"""

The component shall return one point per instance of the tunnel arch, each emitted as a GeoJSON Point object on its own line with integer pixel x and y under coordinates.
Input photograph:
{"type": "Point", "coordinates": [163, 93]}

"""
"""

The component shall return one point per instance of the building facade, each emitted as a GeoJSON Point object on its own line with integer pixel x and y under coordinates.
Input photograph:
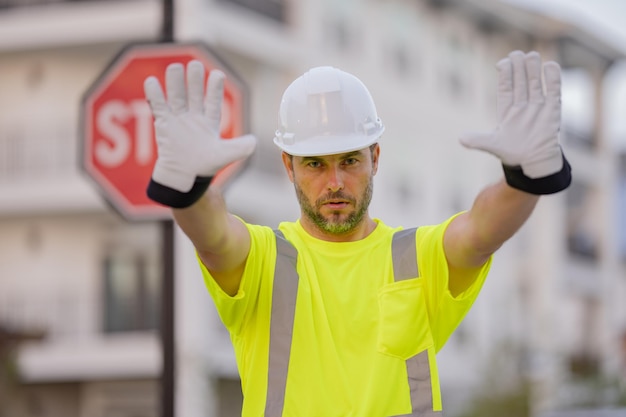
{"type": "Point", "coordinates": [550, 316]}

"""

#### [Written exercise]
How many lines of the records contain the word "instance"? Reply with the number only.

#### [Response below]
2